** Start **

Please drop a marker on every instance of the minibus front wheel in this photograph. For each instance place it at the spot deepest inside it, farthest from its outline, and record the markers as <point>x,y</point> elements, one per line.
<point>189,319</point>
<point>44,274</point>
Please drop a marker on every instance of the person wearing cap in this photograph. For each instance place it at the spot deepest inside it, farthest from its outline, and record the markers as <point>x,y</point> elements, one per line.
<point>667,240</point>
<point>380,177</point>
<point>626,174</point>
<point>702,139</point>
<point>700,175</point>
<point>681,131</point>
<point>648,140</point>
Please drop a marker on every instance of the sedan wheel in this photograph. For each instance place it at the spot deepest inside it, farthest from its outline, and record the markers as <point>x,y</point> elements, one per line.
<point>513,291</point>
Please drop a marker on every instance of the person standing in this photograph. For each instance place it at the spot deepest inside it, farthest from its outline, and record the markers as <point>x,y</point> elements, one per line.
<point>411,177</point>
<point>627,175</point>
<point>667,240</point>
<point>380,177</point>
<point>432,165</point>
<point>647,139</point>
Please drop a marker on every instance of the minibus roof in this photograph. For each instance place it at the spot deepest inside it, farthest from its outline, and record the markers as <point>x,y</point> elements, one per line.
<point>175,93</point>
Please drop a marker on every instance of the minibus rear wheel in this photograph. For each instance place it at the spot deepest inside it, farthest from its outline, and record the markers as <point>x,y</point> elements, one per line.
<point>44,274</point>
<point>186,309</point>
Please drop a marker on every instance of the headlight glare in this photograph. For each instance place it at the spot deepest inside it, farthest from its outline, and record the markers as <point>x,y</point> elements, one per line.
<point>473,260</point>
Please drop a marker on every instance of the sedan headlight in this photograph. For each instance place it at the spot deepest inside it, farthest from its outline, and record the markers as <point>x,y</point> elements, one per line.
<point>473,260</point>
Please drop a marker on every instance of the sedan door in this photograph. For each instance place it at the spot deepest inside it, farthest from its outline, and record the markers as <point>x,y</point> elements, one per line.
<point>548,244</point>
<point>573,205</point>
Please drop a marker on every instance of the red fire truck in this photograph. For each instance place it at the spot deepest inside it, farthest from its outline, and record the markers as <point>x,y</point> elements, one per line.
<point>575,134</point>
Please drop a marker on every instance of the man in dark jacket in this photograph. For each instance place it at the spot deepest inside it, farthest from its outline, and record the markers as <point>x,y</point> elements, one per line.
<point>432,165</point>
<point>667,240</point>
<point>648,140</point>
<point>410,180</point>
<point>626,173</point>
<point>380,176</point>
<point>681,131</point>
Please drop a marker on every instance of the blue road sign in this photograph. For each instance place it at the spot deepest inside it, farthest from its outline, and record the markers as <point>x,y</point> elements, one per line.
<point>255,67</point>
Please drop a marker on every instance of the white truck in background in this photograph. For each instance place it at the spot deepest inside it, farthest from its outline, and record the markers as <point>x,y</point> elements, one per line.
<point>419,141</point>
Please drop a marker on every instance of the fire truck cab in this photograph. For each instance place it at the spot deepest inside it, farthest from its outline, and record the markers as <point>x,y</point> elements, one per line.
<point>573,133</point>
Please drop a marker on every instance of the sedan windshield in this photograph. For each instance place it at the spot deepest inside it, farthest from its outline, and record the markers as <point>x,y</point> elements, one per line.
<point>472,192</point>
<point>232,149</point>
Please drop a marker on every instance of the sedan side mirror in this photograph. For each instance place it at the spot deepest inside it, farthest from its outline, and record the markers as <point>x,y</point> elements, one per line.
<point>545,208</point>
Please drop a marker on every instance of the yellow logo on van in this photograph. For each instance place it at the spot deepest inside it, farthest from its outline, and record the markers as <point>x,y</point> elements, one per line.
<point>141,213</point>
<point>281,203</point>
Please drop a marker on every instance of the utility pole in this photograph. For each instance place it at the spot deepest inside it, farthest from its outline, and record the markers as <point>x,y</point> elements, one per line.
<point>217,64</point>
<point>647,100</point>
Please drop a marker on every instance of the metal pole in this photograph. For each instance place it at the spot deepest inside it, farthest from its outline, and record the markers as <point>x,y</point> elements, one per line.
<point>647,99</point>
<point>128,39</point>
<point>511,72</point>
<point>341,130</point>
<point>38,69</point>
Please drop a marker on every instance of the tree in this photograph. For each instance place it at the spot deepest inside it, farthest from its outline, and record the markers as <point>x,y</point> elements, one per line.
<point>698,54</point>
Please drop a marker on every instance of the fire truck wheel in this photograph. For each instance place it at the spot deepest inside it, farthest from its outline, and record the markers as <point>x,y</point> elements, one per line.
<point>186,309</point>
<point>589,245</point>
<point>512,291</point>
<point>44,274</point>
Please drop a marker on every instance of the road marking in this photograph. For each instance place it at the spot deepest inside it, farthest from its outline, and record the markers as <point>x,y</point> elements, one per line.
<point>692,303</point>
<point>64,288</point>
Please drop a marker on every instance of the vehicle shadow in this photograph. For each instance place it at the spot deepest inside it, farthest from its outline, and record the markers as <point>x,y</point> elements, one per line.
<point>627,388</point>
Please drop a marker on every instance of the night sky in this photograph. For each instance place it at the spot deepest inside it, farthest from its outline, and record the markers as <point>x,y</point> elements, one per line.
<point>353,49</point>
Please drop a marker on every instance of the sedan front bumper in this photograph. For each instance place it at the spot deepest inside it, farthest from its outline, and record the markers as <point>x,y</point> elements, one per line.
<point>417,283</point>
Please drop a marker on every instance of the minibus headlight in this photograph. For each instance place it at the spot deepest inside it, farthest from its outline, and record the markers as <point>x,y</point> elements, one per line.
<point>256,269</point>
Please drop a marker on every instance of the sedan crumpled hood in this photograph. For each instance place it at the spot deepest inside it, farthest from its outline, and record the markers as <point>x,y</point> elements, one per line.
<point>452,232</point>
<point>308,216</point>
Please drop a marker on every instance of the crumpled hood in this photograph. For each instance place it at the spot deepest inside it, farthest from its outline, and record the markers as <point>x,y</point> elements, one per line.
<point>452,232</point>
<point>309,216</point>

** End **

Reproduce the lines from the one containing "Please drop a marker on every instance of the minibus roof" down through the one containing "<point>175,93</point>", changing "minibus roof" to "van roof" and leaving everything else unchanged. Provide only these lines.

_SOLUTION FOR THIS TASK:_
Please drop a marker on every instance of the van roof in this photograph. For each instance place it at the spot deepest inside it, farthest from its outline, and record the markers as <point>x,y</point> elements, one per line.
<point>175,93</point>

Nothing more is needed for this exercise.